▶ **Excerto do documento**
....

João Lagos. “Bati no fundo, estou falido e fui enxovalhado, mas estou de volta”

João Lagos. “Bati no fundo, estou falido e fui enxovalhado, mas estou de volta”


Há uns anos, a vida sofreu um safanão, ficou sem tapete, abriu falência. Foi “ao fundo do poço” com a crise, as suas empresas entraram em insolvência e teve de abdicar de vários projetos. Quer voltar e, diz, está por dias


O i faz sete anos amanhã e, para provar que na vida não há coincidências, o primeiro número do Desporto abria nesse 7 de maio de 2009 com uma reportagem no Estoril Open e com o apropriado título “Nesse instante tudo mudou”, pedindo emprestado o slogan do i. Passaram sete anos e muita coisa mudou: o jornalista Pedro Candeias está no “Expresso”, James Blake deixou o ténis e João Lagos já não é o dono e senhor da prova de ténis mais conhecida do país. Falámos com Lagos várias vezes para passar em revista a sua vida, desportiva, familiar e empresarial. Dos sucessos aos fracassos e como vive com esse passado e presente, e como prepara o futuro.

Na altura, quando anunciou que o torneio iria deixar o calendário ATP, utilizou no comunicado da João Lagos Sport termos do ténis para a despedida. “Foi o mais longo encontro de ténis. Chegou a um quinto e último set, com troca de match-points constantes entre mim e o adversário, mas, por mais winners que tenha assinado ao longo de 25 anos, e foram muitos, acabei por ceder exausto, depois de deixar tudo em court.”

Não perde o humor, como quando nos pediu as fotografias para ver como está a envelhecer. É amigo de Marcelo Rebelo de Sousa e a recente eleição para a Presidência da República deixou-o feliz. “É um dos meus grandes amigos, sonhou toda a vida chegar ao topo.” Diz-se feliz com o sucesso dos outros e fica furioso com quem tenta passar-lhe a perna. Em linguagem tenística, depois de vários encontros bem-sucedidos, está noutra final, falhou o primeiro serviço e tem nova oportunidade. Agora para relançar novos projetos. Dupla falta ou ás, foi o que lhe perguntámos nesta entrevista.

Esteve no ténis, surf, vela e automóveis. Não é velocidade e adrenalina a mais?

…e também no ciclismo, hipismo, golfe, etc., etc.! Em excesso só se for a paixão pelo desporto e a ânsia de demonstrar e promover os seus infinitos valores. Velocidade sim, claro, para recuperar do atraso que nos separa dos países que vão muito à nossa frente. A adrenalina era no dar a mão aos carolas das outras modalidades que lutavam pelas suas, mas são as mesmas causas.

Praticou e organizou. Mas parece que é mais um organizador de jogo do que praticante…

A vida de promotor superou a de atleta, já que esta é forçosamente mais curta. Mas são as frustrações do atleta, derivadas da sistemática falta do devido apoio e compreensão política para o desporto, que espoletam a minha vocação de lutar contra isso.

Do Estoril Open, que é uma das suas grandes marcas, qual é a sua melhor recordação, a que guarda com maior carinho?

....

▶ **Registos de dados**

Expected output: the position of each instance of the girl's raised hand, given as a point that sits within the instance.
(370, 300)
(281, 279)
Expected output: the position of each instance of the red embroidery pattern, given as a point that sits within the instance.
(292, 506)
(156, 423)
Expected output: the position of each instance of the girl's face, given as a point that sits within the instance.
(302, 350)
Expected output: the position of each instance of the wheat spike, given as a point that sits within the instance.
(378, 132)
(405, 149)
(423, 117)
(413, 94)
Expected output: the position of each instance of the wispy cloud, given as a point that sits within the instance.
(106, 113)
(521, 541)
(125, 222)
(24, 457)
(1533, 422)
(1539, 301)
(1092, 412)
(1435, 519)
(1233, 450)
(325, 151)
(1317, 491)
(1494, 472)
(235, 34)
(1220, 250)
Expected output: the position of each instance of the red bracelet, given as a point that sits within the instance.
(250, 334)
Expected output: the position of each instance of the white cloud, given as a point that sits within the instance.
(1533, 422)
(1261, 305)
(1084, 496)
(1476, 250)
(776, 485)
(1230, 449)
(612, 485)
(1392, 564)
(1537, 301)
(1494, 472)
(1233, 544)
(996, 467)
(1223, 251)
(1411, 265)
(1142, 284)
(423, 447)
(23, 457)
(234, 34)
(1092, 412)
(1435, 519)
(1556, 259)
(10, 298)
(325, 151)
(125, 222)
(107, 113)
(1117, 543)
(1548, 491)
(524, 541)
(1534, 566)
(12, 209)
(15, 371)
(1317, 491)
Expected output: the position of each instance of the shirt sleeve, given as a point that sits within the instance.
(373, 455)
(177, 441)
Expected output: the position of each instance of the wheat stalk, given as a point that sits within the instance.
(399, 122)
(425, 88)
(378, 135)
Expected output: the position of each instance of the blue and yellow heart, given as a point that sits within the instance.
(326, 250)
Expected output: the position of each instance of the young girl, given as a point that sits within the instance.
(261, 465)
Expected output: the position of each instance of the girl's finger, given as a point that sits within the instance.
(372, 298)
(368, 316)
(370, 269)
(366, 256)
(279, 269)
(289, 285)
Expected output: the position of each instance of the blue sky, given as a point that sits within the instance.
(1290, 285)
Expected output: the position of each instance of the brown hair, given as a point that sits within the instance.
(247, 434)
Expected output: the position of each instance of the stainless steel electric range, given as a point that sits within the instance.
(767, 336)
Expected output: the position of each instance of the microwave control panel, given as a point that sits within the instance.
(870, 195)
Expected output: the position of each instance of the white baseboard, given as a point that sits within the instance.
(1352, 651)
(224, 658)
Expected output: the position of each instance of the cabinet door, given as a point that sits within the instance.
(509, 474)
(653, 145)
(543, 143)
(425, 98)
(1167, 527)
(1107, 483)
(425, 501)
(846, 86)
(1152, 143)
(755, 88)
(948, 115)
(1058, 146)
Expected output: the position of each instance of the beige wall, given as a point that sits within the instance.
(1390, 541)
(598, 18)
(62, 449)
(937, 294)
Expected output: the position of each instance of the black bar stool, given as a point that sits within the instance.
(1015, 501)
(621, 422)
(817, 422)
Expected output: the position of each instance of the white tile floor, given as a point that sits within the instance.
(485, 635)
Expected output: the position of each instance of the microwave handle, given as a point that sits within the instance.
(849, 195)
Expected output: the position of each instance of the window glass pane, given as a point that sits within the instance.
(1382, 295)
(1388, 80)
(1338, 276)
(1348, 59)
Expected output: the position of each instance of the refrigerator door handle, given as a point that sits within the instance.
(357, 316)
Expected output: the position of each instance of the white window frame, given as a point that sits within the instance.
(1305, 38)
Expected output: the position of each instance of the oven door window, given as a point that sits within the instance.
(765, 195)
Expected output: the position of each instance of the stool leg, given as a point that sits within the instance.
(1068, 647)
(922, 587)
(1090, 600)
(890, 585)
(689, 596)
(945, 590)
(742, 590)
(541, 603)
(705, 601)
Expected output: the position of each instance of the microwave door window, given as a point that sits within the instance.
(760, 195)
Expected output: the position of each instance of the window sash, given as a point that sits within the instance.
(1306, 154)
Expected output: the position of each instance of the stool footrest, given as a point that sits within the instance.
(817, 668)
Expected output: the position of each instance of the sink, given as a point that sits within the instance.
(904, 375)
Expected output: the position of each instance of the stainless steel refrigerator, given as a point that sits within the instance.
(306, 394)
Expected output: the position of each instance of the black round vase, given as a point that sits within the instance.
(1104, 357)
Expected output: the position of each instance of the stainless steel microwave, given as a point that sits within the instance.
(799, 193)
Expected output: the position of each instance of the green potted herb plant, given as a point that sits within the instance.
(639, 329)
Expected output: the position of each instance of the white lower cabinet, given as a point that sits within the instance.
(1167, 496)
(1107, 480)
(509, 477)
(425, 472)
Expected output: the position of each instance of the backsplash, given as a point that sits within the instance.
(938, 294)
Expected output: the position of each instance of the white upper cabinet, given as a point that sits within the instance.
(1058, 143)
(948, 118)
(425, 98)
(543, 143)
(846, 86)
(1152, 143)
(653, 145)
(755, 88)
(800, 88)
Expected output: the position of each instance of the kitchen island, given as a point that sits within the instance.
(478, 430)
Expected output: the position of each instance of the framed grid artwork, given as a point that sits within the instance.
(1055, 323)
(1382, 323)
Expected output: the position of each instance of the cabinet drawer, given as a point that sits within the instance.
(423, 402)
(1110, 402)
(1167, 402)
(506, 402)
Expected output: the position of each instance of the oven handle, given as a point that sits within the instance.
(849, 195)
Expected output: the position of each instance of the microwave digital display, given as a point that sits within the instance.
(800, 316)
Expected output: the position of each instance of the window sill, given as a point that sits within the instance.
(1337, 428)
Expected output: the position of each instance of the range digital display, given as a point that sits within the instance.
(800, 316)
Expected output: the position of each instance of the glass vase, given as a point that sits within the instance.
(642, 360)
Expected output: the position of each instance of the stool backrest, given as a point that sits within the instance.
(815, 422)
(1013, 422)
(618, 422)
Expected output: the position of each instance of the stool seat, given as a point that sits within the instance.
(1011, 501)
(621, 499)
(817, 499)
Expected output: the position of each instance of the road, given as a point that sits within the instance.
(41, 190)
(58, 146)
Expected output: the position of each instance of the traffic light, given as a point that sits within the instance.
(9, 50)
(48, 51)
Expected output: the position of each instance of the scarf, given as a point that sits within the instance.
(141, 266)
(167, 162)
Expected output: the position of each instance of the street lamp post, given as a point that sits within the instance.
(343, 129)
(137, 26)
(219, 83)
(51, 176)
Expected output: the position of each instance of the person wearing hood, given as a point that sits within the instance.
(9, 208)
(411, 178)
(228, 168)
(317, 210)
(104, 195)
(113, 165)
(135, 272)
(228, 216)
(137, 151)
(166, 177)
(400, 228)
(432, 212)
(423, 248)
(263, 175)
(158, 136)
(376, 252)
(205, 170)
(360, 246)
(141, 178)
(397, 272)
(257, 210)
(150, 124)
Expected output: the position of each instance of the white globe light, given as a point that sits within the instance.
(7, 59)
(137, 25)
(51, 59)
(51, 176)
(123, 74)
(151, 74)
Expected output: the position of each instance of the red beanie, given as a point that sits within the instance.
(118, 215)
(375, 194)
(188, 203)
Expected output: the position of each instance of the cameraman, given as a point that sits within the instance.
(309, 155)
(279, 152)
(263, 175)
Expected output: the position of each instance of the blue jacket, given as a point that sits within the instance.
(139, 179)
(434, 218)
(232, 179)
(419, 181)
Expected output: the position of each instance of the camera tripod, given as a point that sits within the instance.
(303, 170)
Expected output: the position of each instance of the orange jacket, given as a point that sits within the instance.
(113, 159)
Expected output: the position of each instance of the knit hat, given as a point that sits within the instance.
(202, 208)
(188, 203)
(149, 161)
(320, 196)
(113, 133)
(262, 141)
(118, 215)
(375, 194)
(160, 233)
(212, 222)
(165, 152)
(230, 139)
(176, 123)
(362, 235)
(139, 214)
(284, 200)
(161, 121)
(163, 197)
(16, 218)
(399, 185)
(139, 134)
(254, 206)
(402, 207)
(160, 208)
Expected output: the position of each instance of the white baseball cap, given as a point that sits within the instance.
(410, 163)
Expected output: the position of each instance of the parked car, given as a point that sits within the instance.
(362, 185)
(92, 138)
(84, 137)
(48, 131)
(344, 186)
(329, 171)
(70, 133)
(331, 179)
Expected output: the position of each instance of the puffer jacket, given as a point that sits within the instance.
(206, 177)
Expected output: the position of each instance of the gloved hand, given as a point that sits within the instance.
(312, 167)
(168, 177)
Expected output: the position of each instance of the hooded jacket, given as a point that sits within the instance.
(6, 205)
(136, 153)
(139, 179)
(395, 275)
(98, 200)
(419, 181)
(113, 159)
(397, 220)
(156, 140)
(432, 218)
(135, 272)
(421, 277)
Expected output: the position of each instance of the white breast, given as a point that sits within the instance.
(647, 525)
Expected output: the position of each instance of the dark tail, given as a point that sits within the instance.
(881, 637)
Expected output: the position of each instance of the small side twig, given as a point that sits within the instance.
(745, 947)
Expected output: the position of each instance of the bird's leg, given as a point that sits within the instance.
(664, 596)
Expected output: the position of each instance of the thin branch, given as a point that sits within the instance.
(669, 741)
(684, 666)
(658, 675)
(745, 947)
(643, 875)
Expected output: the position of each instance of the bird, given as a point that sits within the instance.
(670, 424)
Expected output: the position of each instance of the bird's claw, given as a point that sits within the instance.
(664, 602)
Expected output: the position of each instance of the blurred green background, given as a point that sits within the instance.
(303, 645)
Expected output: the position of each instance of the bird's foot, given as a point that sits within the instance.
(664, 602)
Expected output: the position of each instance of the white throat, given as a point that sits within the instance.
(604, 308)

....

▶ **Exercício proposto**
Dê seguimento à entrevista com João Lagos, começando logo a seguir à última pergunta.

▶ **Resultado**
É a “Marca” que marca a minha carreira – simbolizada no logo criado pela consagrada Maluda e nascida em Cascais, onde se realizaram as duas primeiras edições, 1987 e 1988. O primeiro grande e recordado sucesso dá-se ao ser convidado pelo ATP a apresentar candidatura à participação e fundação do ATP Tour em 1990, e ganhá-la!

Nessa primeira edição, em 1990, esperava que o torneio atingisse tanta fama?

Sempre acreditei no êxito dos meus sonhos e por eles dei tudo o que tinha e mais ainda – a tal superação reconhecida nos campeões.

Como convencia os números 1 a vir jogar?

Dou-vos os telefones e eles que vos respondam… (risos). Lendl, Bruguera, Muster, Moya, Ferrero, Djokovic ou Federer…

Quem foi que quis e não conseguiu trazer?

Nenhum. O próprio rei Nadal cá esteve e só não ganhou por se ter lesionado.

Quais foram, desportivamente falando, os pontos altos do Estoril Open?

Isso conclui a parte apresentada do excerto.